— INSTRUCTION —
Transcribe the records below verbatim. Begin at the first line of the records and stop after the line that contains "<point>180,467</point>".

— PROVIDED INFORMATION —
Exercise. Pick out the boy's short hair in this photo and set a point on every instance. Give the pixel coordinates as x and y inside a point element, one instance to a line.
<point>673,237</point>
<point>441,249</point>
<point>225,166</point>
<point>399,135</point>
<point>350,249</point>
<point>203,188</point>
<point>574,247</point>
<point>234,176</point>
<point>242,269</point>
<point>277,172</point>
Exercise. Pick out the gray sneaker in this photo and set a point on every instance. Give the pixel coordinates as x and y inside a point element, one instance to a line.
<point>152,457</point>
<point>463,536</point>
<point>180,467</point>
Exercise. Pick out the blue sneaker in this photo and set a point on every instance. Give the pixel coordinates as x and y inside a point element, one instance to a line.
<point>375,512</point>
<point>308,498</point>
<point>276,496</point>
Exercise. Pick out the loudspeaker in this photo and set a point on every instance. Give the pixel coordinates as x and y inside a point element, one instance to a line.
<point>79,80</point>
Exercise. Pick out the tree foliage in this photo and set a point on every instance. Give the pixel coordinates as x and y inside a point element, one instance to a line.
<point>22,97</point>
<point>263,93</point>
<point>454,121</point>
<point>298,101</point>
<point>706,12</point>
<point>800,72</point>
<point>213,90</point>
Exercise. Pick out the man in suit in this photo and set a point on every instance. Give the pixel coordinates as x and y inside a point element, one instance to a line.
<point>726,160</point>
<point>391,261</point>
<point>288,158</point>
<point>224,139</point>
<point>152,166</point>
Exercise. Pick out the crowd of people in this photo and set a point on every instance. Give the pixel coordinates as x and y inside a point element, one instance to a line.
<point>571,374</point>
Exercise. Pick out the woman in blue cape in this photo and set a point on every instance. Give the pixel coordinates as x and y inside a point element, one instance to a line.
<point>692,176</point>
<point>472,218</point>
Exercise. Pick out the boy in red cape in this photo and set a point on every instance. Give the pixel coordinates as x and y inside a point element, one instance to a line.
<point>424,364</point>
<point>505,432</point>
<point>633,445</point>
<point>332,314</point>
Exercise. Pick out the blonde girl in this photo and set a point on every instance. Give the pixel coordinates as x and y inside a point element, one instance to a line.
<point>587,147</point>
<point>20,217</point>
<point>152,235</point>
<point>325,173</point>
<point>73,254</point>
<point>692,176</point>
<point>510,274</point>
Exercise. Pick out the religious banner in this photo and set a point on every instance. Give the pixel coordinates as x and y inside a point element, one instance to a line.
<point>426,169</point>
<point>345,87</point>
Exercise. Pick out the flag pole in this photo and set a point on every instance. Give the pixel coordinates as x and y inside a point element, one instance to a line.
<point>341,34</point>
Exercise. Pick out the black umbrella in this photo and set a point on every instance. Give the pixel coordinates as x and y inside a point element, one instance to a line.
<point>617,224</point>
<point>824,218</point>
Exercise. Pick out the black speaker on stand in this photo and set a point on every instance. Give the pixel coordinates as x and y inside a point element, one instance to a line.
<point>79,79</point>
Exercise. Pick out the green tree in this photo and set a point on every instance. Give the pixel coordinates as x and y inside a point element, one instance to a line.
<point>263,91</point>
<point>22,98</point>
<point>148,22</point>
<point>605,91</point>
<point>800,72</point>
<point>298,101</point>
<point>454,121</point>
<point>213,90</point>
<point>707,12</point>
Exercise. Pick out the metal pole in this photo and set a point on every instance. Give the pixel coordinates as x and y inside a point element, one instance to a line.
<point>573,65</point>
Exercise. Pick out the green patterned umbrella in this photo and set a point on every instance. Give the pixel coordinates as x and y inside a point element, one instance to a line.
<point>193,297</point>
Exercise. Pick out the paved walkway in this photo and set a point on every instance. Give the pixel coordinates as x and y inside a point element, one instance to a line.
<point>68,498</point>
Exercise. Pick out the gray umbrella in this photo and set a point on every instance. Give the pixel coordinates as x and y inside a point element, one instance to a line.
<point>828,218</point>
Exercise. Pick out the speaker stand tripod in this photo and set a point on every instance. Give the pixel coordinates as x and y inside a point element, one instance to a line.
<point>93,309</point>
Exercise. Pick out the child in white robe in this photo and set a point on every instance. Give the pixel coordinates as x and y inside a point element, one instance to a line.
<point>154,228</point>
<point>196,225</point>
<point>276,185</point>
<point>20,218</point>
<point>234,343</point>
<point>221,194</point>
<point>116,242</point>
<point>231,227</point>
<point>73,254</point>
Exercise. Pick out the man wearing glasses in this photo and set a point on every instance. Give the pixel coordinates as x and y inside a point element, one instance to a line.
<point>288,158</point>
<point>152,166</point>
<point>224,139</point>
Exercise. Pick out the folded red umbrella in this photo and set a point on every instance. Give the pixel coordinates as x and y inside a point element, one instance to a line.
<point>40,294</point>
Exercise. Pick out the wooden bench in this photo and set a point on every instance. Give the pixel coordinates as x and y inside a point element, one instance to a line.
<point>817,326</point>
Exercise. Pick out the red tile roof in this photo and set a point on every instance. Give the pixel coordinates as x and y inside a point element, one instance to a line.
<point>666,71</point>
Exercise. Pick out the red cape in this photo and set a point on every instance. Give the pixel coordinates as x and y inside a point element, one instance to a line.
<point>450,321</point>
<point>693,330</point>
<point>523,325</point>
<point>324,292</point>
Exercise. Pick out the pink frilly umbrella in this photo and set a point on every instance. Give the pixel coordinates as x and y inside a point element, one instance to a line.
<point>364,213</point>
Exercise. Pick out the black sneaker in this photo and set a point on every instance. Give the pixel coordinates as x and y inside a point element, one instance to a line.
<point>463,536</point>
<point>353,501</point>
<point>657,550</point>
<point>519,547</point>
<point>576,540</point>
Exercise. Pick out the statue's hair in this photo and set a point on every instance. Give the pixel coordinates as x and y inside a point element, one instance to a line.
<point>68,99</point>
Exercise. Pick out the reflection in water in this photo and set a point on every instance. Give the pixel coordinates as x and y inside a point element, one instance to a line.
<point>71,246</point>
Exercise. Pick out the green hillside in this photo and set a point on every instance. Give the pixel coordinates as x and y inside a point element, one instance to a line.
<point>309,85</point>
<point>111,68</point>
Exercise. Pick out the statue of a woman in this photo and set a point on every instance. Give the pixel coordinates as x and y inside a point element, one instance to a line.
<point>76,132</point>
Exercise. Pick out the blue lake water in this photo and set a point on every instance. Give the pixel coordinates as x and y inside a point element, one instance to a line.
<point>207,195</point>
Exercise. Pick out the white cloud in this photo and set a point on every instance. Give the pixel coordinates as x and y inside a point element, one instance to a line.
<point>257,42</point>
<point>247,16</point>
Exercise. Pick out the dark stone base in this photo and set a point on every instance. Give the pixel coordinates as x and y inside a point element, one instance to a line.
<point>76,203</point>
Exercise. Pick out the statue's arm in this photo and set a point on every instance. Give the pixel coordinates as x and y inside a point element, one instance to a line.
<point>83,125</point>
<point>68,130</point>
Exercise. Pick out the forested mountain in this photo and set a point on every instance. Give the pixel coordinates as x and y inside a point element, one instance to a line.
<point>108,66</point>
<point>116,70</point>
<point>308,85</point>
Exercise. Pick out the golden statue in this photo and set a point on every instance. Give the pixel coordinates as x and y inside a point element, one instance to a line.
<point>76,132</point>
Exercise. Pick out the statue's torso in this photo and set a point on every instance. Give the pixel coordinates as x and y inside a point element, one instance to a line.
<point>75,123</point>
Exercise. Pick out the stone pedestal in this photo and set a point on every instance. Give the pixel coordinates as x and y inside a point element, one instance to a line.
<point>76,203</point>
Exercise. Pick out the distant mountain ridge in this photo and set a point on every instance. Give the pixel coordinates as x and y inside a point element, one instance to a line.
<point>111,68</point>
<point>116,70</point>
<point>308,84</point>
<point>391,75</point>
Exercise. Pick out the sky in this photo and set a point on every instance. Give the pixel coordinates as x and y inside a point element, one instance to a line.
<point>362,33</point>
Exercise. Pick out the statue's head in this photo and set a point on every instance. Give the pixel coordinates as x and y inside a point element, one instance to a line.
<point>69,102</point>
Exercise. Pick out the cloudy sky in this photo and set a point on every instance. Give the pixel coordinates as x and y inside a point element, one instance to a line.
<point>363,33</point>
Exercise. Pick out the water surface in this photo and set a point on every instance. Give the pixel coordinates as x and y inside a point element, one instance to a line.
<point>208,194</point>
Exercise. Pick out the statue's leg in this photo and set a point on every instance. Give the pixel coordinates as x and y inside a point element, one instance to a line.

— FULL OUTPUT —
Exercise. Pick out the boy's short hair in this photo and set a point on every instance. Give the pixel coordinates as x and y inside a point element, one instance to a line.
<point>673,237</point>
<point>441,249</point>
<point>225,166</point>
<point>399,135</point>
<point>350,249</point>
<point>203,188</point>
<point>574,247</point>
<point>234,176</point>
<point>242,269</point>
<point>277,172</point>
Exercise. Pick out the gray sneaker in this photo and set a point on every instance. Give the pixel coordinates as x and y inside a point element, one instance to a line.
<point>152,457</point>
<point>463,536</point>
<point>180,467</point>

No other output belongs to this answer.